Work instructions
Reproduce the stretch of records from the line that contains "Indicate the tan" through the end of the records, substituting "flannel shirt" for "button-up shirt" and leaving everything else unchanged.

Material

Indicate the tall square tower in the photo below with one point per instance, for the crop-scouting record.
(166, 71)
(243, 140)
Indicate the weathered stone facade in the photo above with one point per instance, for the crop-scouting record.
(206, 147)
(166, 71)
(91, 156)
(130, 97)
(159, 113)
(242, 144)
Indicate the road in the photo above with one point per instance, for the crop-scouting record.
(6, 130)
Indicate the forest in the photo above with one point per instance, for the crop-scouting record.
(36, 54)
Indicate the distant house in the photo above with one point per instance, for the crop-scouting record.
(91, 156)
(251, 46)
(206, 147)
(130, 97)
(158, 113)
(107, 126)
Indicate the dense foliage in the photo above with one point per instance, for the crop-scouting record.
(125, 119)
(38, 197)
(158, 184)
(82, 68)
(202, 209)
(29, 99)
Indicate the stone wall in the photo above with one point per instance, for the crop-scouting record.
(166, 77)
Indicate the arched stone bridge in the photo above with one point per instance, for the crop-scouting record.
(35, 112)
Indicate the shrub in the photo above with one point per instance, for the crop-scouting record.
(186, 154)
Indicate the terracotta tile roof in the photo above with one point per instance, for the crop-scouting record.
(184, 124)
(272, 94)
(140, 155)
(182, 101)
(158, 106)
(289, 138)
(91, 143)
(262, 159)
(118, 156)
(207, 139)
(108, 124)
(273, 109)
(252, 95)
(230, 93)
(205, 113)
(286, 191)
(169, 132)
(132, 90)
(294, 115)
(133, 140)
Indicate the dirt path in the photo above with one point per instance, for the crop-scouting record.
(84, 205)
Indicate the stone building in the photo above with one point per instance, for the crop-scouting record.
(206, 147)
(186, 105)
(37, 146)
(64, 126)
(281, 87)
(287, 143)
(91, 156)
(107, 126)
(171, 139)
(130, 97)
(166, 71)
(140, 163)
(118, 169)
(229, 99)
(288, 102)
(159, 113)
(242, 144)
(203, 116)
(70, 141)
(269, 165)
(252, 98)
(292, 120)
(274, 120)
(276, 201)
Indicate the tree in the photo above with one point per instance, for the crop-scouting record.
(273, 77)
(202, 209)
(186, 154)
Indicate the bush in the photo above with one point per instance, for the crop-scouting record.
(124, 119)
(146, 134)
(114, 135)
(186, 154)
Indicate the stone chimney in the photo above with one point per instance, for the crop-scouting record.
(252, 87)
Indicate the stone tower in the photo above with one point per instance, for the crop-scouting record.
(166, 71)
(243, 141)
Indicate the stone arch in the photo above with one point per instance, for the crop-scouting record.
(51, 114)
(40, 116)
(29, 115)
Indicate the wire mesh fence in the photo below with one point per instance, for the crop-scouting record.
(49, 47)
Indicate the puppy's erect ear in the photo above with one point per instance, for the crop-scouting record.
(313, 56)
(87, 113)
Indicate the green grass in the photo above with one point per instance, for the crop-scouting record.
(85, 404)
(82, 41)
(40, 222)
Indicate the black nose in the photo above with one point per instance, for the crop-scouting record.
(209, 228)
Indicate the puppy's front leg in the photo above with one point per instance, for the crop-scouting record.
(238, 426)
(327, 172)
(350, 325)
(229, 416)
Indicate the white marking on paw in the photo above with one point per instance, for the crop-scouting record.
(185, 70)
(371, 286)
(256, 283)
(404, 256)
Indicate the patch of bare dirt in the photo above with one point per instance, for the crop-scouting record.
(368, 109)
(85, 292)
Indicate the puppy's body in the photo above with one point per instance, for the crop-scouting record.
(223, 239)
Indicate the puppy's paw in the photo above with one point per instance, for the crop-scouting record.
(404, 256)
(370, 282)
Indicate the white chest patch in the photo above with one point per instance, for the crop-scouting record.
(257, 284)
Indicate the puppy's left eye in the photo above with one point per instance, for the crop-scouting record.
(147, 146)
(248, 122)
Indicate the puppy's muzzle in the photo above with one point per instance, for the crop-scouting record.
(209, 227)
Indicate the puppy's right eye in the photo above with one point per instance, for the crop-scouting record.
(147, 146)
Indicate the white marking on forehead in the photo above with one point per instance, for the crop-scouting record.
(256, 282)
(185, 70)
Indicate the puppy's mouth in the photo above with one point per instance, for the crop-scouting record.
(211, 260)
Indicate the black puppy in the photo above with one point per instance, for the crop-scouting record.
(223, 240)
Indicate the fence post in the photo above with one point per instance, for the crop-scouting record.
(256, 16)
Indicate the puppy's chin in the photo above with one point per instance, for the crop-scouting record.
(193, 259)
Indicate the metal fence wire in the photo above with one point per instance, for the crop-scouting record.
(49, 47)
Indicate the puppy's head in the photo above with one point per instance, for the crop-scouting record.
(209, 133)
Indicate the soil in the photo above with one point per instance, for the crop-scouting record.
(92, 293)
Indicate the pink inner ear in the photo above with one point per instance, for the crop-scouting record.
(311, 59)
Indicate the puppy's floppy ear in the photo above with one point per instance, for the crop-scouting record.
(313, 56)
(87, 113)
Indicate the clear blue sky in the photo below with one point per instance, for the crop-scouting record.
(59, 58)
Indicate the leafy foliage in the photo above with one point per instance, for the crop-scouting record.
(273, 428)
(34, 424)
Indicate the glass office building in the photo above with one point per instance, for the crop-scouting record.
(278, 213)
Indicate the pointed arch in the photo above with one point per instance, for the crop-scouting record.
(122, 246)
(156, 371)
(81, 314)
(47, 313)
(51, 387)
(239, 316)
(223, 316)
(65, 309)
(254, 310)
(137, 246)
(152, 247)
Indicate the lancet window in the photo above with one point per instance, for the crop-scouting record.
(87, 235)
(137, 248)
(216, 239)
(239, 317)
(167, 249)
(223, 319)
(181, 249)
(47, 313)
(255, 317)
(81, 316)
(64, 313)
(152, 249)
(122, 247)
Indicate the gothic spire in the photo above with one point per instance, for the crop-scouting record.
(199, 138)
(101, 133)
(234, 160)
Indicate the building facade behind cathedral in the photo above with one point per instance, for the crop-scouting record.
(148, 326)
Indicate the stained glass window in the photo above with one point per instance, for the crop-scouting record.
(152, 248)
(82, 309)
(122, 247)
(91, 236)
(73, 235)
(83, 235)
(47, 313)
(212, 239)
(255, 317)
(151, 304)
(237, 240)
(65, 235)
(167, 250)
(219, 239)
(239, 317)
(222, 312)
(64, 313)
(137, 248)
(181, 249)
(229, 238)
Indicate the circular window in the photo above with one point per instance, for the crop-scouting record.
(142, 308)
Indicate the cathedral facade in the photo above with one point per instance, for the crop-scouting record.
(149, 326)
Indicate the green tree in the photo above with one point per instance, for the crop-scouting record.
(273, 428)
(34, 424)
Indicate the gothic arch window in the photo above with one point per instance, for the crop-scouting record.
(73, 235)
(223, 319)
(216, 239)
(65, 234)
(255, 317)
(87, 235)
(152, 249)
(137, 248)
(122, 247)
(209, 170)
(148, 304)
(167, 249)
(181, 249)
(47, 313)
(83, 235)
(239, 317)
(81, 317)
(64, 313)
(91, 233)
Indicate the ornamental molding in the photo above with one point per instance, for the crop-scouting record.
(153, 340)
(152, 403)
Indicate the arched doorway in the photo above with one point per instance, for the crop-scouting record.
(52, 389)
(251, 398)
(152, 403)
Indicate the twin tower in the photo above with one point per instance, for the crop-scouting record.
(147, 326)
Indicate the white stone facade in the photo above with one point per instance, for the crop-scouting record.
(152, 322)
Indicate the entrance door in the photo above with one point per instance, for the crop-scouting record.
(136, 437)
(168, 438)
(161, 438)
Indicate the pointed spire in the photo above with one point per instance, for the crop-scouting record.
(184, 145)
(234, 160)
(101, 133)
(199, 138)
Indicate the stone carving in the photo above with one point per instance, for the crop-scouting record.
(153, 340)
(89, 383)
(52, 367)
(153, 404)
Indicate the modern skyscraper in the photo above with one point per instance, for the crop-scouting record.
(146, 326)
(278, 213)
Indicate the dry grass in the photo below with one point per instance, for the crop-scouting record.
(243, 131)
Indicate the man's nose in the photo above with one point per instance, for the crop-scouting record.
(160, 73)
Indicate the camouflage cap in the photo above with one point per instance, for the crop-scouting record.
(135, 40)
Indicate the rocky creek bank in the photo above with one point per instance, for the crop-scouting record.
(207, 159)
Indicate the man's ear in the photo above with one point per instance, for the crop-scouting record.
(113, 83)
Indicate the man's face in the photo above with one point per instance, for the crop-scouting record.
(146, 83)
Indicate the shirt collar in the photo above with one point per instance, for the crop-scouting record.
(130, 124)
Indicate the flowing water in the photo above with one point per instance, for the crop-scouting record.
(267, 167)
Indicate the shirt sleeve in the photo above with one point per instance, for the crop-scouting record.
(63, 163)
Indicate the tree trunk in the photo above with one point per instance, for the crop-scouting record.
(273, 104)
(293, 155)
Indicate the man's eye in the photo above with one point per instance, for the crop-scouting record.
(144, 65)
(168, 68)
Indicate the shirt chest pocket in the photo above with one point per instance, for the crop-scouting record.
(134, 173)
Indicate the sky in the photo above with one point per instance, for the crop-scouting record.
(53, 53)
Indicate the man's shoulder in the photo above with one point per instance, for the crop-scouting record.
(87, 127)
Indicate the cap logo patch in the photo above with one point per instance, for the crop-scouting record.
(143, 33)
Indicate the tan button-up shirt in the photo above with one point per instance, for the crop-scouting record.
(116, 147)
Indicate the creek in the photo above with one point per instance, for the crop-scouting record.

Correct output
Indicate the tan flannel shirt in the photo above with one point per instance, for the crop-scouting record.
(116, 147)
Indicate the creek in the photo above with one point per instance, for the crop-scouting record.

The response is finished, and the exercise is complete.